/---

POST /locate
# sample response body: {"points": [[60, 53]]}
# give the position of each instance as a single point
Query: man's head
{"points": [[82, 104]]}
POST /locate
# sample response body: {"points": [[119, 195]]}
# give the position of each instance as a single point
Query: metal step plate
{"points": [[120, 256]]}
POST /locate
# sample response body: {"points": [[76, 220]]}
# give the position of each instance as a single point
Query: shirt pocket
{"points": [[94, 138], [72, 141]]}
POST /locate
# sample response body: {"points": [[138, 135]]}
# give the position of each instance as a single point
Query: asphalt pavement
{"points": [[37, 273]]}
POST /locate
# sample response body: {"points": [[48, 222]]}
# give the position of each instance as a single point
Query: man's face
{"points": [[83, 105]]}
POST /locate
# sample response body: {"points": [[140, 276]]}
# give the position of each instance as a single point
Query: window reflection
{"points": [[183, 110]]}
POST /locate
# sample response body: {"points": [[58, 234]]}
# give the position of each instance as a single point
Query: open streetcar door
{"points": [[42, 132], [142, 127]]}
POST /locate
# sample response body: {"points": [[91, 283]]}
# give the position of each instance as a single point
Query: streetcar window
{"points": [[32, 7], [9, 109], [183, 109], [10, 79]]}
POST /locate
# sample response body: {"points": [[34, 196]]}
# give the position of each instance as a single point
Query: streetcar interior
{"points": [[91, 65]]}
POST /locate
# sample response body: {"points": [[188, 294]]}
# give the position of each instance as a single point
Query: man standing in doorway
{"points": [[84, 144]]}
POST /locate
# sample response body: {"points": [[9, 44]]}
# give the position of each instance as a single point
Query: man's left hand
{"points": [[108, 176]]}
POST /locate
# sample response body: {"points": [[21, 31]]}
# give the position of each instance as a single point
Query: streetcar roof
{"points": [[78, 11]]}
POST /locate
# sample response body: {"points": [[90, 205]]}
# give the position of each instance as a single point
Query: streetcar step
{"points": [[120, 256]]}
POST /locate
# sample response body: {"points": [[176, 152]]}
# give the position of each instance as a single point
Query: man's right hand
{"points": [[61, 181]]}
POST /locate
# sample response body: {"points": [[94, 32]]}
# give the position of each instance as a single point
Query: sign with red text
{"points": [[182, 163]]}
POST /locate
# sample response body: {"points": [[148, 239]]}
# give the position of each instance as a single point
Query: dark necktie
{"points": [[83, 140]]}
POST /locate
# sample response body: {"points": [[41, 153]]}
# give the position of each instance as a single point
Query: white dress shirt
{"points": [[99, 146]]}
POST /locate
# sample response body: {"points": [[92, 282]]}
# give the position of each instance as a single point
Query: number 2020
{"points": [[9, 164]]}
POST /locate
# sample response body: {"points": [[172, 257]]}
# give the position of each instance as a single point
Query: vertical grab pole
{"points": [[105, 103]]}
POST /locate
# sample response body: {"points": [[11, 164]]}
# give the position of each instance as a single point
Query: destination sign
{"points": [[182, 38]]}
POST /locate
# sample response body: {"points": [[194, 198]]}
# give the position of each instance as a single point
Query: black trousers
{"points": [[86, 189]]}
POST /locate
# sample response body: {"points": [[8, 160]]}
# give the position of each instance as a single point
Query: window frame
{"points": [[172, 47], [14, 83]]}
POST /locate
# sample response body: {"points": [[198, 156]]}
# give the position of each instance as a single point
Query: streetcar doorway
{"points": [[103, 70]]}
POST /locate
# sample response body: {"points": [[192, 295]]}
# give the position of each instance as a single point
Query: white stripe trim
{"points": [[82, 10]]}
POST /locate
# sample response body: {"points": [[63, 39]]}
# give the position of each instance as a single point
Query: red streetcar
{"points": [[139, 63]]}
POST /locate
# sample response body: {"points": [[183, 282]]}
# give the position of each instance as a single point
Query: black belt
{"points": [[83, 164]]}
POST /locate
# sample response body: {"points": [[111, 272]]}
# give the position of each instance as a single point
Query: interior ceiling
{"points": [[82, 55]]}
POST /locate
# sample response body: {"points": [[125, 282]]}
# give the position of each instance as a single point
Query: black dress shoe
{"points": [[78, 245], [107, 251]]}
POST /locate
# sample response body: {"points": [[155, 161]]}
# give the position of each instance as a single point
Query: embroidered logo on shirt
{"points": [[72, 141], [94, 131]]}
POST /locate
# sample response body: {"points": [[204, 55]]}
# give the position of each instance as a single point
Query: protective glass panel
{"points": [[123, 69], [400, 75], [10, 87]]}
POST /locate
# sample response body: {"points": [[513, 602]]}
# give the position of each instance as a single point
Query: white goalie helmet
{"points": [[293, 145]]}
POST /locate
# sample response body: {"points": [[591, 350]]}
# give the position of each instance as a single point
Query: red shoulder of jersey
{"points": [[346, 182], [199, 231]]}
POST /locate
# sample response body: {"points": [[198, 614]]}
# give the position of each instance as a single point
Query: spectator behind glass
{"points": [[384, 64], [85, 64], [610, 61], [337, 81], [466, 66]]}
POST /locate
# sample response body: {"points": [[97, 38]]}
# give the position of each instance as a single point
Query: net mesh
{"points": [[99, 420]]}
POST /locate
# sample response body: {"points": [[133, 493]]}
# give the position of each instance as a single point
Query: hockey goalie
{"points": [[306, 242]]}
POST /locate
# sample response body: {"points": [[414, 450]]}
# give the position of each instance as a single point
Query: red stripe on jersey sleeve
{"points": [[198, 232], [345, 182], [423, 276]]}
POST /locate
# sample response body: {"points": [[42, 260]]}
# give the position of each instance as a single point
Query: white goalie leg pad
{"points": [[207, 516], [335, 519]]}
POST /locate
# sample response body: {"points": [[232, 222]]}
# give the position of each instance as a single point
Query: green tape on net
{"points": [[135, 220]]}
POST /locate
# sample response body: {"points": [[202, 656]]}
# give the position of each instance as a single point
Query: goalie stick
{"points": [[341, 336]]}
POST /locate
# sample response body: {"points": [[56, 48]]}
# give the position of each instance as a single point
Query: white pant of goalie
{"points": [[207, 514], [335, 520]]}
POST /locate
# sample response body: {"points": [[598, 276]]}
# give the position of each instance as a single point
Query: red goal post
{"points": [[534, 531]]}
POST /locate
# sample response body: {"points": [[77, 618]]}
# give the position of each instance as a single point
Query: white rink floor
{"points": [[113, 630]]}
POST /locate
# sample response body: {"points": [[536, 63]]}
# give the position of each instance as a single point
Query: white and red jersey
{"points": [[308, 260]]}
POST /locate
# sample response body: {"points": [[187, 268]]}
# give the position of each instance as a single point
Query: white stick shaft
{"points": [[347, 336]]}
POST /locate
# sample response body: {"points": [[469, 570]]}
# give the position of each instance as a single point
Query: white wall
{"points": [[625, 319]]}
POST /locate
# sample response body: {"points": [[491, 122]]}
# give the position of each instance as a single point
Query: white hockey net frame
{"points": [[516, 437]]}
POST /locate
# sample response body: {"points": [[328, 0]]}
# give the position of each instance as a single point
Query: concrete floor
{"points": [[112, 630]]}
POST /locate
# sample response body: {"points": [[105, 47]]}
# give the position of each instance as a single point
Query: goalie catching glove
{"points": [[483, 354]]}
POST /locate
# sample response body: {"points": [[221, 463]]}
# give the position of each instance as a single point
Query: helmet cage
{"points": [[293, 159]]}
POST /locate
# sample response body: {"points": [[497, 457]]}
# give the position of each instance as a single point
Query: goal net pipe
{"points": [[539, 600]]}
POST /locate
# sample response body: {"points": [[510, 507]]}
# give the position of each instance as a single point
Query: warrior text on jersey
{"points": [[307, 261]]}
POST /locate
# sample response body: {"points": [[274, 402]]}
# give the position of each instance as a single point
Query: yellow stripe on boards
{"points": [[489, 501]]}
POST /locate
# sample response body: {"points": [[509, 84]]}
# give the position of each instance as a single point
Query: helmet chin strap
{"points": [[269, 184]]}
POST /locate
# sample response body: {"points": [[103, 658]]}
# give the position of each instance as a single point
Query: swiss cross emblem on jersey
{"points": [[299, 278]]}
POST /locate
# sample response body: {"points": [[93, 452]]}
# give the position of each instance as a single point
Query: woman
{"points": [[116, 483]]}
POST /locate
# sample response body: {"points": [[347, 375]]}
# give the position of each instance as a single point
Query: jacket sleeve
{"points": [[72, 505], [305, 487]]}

\---
/---

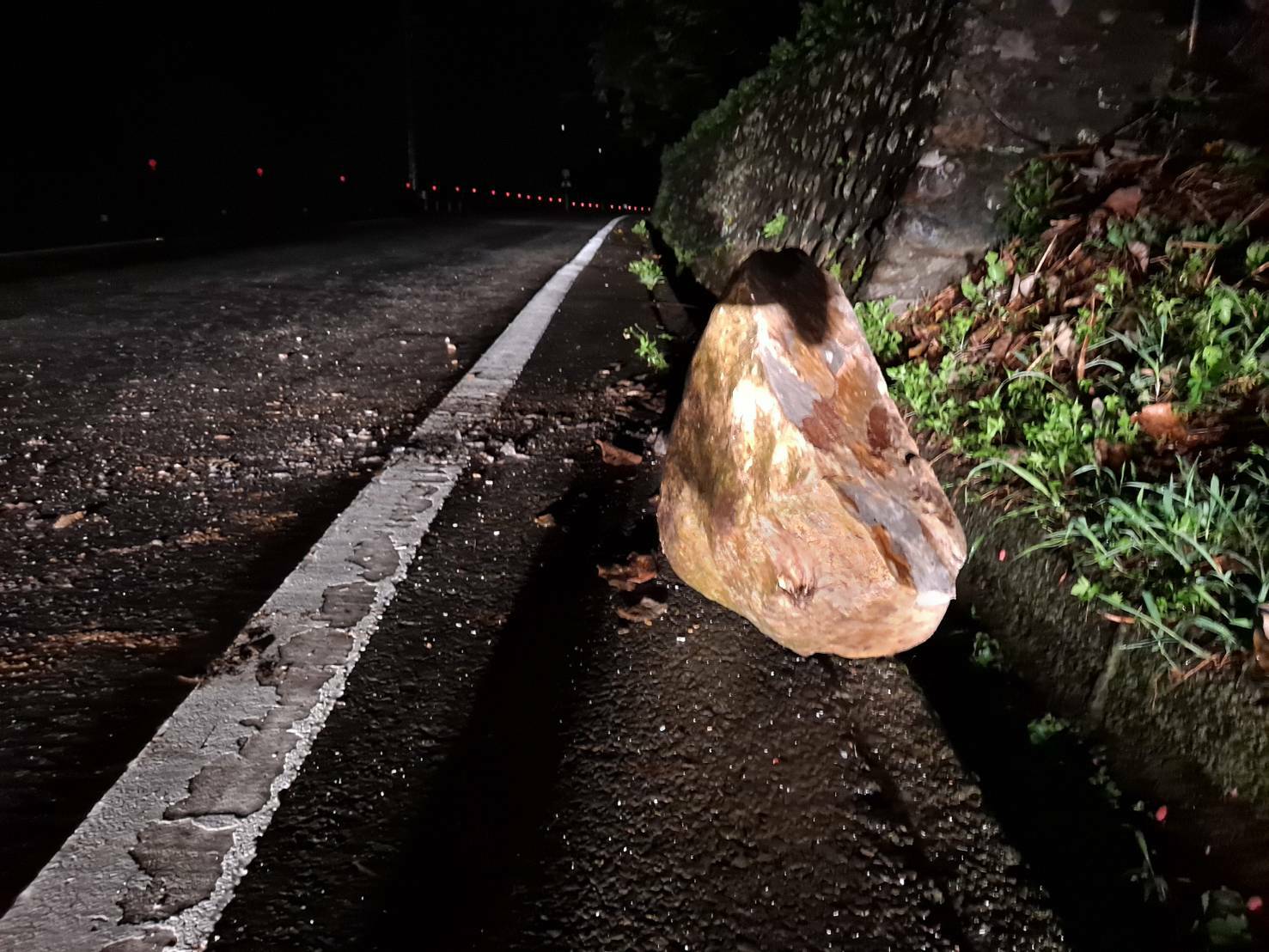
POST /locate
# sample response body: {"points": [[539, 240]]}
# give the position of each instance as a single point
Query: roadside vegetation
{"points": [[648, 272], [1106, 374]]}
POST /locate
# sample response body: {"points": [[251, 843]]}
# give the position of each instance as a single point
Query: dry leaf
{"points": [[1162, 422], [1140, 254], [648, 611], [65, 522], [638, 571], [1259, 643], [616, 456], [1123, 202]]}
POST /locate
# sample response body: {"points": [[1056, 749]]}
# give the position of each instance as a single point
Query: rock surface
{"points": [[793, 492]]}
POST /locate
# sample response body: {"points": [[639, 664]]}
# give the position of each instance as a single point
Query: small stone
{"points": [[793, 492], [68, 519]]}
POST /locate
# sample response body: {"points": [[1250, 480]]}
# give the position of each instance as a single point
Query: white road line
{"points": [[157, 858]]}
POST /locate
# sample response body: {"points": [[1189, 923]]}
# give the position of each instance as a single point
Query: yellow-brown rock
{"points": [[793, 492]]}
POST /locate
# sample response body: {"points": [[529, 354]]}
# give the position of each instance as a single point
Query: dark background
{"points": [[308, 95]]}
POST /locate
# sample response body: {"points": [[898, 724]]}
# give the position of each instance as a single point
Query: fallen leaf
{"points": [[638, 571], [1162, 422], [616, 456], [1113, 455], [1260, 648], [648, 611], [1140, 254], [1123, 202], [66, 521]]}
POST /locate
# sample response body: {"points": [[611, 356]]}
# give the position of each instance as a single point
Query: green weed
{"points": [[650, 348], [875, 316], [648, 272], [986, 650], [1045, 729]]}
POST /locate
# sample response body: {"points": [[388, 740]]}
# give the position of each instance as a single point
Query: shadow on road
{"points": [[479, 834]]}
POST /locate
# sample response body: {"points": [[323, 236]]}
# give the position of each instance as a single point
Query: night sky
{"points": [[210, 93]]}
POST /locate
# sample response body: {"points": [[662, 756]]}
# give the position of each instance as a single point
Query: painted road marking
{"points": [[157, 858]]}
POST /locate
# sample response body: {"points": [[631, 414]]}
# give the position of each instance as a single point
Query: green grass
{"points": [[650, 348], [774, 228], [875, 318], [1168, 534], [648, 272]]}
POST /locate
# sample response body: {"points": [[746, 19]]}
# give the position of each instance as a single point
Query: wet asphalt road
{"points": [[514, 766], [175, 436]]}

\---
/---

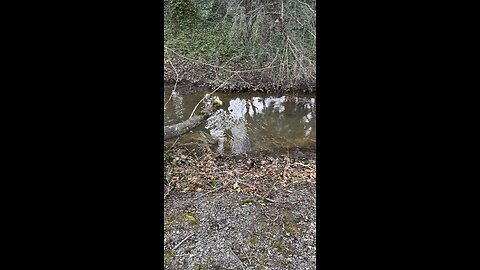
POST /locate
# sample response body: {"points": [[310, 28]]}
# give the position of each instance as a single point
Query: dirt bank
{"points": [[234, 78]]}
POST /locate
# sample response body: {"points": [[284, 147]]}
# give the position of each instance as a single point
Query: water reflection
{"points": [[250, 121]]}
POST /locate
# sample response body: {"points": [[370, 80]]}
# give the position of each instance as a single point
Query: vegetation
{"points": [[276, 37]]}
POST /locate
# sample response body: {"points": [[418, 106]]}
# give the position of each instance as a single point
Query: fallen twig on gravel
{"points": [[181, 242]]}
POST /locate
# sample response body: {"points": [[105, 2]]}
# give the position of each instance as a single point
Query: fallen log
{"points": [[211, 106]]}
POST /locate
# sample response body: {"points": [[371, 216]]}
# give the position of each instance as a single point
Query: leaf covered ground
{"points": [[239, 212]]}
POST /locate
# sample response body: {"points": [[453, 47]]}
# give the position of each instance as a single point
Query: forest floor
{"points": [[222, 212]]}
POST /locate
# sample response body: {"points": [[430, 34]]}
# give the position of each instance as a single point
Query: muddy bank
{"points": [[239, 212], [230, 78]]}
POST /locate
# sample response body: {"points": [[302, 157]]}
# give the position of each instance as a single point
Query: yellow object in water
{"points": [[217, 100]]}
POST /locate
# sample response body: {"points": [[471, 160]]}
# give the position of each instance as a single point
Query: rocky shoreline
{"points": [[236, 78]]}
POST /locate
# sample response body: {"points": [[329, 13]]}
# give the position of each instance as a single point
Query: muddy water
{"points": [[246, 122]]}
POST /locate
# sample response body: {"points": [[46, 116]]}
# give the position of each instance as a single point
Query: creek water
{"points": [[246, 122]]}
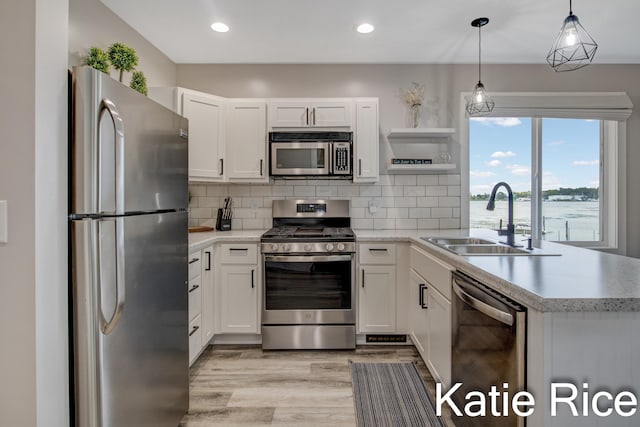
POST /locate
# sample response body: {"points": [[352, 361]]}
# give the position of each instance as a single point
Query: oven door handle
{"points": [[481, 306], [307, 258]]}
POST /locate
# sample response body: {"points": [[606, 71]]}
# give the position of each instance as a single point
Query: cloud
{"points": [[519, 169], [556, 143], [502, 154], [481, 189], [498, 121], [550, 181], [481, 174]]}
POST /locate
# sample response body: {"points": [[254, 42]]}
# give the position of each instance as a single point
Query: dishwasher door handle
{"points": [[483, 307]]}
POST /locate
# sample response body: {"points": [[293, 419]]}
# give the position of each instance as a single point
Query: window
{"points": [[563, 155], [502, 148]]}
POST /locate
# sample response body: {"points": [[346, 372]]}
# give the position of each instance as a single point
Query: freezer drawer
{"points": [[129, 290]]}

\---

▶ AIM:
List every line in the entries above that contains the string "vegetation". Case counts, so only exact-case matches qualify.

▶ THE REPLY:
Query: roadside vegetation
Query: vegetation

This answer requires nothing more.